→ **Do this**
Rename every "marker" in the material to "pin" and change nothing else.

Records excerpted from a collection:

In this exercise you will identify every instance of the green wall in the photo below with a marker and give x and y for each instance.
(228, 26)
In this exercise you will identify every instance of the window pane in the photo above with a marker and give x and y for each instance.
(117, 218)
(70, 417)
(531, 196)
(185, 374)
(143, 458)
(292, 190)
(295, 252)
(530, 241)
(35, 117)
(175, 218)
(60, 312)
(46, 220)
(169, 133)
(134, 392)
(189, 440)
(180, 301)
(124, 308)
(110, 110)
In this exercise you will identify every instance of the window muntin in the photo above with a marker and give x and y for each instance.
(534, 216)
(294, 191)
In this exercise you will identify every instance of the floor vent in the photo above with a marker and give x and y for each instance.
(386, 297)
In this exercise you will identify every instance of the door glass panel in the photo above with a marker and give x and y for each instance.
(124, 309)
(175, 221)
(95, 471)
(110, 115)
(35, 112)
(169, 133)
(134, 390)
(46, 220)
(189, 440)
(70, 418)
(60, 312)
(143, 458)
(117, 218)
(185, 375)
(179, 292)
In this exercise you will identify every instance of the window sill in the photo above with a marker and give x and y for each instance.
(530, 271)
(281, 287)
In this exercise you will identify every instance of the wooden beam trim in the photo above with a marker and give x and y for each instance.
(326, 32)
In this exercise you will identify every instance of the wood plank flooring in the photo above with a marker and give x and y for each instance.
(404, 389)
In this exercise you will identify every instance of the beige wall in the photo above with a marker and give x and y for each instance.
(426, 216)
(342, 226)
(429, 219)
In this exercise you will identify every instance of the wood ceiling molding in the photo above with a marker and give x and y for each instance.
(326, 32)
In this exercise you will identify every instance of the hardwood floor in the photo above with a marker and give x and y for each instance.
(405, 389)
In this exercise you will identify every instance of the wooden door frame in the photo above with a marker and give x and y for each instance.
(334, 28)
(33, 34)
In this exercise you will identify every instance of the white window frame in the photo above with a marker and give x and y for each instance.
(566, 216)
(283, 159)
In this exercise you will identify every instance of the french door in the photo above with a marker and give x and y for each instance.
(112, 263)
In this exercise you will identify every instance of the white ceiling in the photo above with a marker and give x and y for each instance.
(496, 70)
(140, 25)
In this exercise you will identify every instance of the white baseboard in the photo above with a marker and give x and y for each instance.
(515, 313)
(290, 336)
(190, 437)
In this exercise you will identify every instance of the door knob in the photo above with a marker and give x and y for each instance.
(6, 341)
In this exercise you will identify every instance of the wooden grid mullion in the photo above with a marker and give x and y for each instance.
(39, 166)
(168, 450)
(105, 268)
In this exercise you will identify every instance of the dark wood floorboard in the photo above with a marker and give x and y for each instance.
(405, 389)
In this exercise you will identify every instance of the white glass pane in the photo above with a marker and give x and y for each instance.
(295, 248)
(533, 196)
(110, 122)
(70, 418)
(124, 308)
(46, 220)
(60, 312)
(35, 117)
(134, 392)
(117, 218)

→ **Solution for this problem**
In this exercise you will identify every instance of the green wall in the photo below with a pin and give x and y for each instance.
(228, 26)
In this exercise you will identify every instance of the window pane in the photo above with a pin and give x and y for each instance.
(117, 218)
(70, 417)
(531, 196)
(185, 374)
(143, 458)
(292, 190)
(295, 252)
(530, 241)
(35, 117)
(175, 218)
(60, 312)
(46, 220)
(169, 133)
(134, 392)
(189, 440)
(180, 301)
(124, 308)
(110, 110)
In this exercise you will identify every instance of the window muntin in the photo above with a pin and give x and y for each instance.
(534, 216)
(294, 191)
In this exercise you will identify every instance of the floor vent in the photo above with a pin and give x and y for each instance.
(386, 297)
In this exercise you will identify every instance of the door glass panel in the photo above with a pin and give x and y for each instance.
(124, 309)
(175, 221)
(95, 471)
(110, 115)
(35, 112)
(169, 133)
(134, 390)
(46, 220)
(189, 440)
(70, 418)
(60, 312)
(143, 458)
(117, 218)
(185, 375)
(179, 292)
In this exercise you will identify every instance of the window sill in the photo above with a pin and give x and y for each instance.
(530, 271)
(281, 287)
In this exercise you will identify every instance of the wooden beam trim in the photo above with a pin and give x and y for each instance.
(326, 32)
In this exercise you will identify every instance of the wood plank flooring in the photo above with a pin and give x and y for each instance.
(404, 389)
In this exercise you will identify every instance of the beige wall in the photo above with a pin and give x and y for each instance.
(426, 216)
(342, 226)
(429, 219)
In this exercise you will identify every instance of the wood ceiling molding in the photo above with a pin and give x and y for each instance.
(326, 32)
In this exercise you will identify every instance of the hardwood floor in the photo above with a pin and give x and y for each instance.
(405, 389)
In this exercise you will identify every instance of the wooden door frame in the photo above with a pin and give x and y for each instance.
(334, 28)
(33, 34)
In this exercise you will identify every instance of the white window frame in the photo above with a pin and give x and y for each instance.
(566, 216)
(283, 159)
In this exercise you will identify every instance of the french door in the photo above with a pin and give x and y for each instance.
(112, 263)
In this exercise you will identify every instance of the white ceiling in the photo above with a pin and give x and y for each instance.
(496, 70)
(140, 25)
In this exercise you will identify every instance of the white baseboard in the photo above with a pin and give x and y for each instance.
(515, 313)
(290, 336)
(190, 437)
In this exercise you will identify every instance of the door knob in the photo above with a pin and give x and y for each instance.
(6, 341)
In this exercise you will identify every instance of the wooden grid mullion in the photo above with a pin and give x and y for each instance.
(39, 166)
(168, 450)
(105, 268)
In this exercise you will identify every instance of the dark wood floorboard in the photo above with a pin and give x and y for each instance.
(405, 389)
In this exercise you will identify every instance of the white glass pane in the photo above with a pin and give x and y for each instance.
(295, 248)
(533, 196)
(110, 122)
(70, 418)
(124, 308)
(46, 220)
(60, 312)
(35, 117)
(134, 392)
(117, 218)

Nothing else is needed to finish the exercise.